***** VORLIEGENDER TEXT *****

Dann ging ich, um General Barrow ausfindig zu machen. Gerade kam ein Mann von Westen her in die Stadt und berichtete, daß die Engländer auf ihn geschossen hätten und sich bereits zu einem Angriff gegen die Stadt entwickelten. Dem mußte ich zuvorkommen und ritt daher, von Saagi begleitet, zum Buweib hinauf, auf dessen Kamm eine indische Maschinengewehrabteilung in Stellung sichtbar wurde. Als uns die Inder herankommen sahen, richteten sie ihre Gewehre auf uns, sehr stolz auf ein so prächtig gekleidetes Ziel. Zum Glück erschien ein englischer Offizier, und ich konnte ihm erklären, wer ich sei. Tatsächlich waren die Engländer schon mitten in einer Angriffsbewegung gegen Dera. Während wir noch sprachen, bombardierten die englischen Flugzeuge den unglücklichen Nuri Said, der – als letzter von Scheik Saad kommend – mit seinem Stabe eben in die Eisenbahnstation einritt. Um dem Einhalt zu tun, eilte ich hinunter zu General Barrow, der eben in seinem Wagen die vorgeschobenen Stellungen abfuhr.

Ich sagte ihm, daß wir die Nacht in der Stadt verbracht hätten, und was er gehört habe, seien Freudenschüsse gewesen. Er war kurz angebunden, aber ich nahm keine Rücksicht darauf, denn er hatte einen Tag und eine Nacht mit Wassernehmen bei den wenig ergiebigen Brunnen von Remthe verloren, obwohl ihm die Karte den See und Fluß von Meserib gerade vor ihm wies, auf dem Wege, auf dem der Feind davonlief. Jedoch hatte er Befehl, nach Dera zu gehen, und dorthin wollte er durchaus.

*****

__AUFGABE__
Setze den Bericht oben über das Treffen mit General Barrow vor Dera im Anschluss an seinen letzten Satz fort.

***** GEGEBENE ANGABEN *****

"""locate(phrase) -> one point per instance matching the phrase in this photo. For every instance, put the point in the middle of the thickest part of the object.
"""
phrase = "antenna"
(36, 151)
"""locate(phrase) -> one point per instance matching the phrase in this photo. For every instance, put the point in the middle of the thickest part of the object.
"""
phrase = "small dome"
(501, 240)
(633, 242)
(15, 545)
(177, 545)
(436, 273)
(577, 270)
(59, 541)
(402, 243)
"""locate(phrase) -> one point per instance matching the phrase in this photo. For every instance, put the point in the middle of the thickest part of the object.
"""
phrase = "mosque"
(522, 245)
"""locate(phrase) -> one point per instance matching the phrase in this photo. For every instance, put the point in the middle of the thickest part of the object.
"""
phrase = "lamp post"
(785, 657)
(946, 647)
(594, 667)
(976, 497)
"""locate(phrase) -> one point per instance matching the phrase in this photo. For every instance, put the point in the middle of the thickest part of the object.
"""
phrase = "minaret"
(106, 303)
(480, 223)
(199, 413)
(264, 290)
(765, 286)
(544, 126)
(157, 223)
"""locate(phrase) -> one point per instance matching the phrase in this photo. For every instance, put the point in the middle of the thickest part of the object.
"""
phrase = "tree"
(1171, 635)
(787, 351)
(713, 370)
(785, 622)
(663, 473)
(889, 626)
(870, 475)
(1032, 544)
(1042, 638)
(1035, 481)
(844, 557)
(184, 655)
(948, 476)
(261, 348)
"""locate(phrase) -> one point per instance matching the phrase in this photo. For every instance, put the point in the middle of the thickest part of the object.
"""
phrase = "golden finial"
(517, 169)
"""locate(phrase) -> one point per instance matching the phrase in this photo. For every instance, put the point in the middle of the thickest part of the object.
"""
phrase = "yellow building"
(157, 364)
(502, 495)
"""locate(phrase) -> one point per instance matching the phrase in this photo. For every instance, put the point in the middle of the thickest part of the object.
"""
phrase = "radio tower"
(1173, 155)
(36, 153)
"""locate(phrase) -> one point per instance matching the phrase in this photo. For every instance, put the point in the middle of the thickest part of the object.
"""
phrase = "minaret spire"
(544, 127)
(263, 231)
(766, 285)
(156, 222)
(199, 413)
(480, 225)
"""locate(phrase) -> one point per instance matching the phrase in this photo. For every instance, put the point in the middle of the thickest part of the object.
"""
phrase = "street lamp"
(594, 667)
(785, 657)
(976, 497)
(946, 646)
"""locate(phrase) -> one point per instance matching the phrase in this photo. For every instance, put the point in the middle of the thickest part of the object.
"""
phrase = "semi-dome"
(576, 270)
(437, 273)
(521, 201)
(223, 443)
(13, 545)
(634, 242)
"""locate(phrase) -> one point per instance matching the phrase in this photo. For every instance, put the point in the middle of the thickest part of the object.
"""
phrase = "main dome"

*****

__ANTWORT__
Er bat mich, neben ihm zu reiten; aber die britischen Pferde konnten mein arabisches Kamel nicht ausstehen, so daß der ganze Stab genötigt war, neben dem Damm zu reiten, während ich stolz mitten auf der Straße dahinzog.

Barrow erklärte, daß er Wachen in den Ort legen müßte zur Aufrechterhaltung der öffentlichen Ordnung. Ich unterrichtete ihn – mit sanftester Stimme –, daß die Araber bereits ihren Militärgouverneur eingesetzt hätten. Barrow sagte, seine Pioniere müßten die Pumpen bei den Brunnen nachsehen. Ich erwiderte, ihre Hilfe wäre uns willkommen. Barrow schnarrte, wir schienen ja hier schon ganz zu Hause zu sein, jedenfalls aber müßte er Station und Eisenbahn besetzen. Ich wies auf eine Lokomotive, die eben die Station in Richtung auf Meserib verließ, und bat ihn, seine Posten dahin zu instruieren, daß sie sich nicht in den von uns eingerichteten Betrieb einmischten.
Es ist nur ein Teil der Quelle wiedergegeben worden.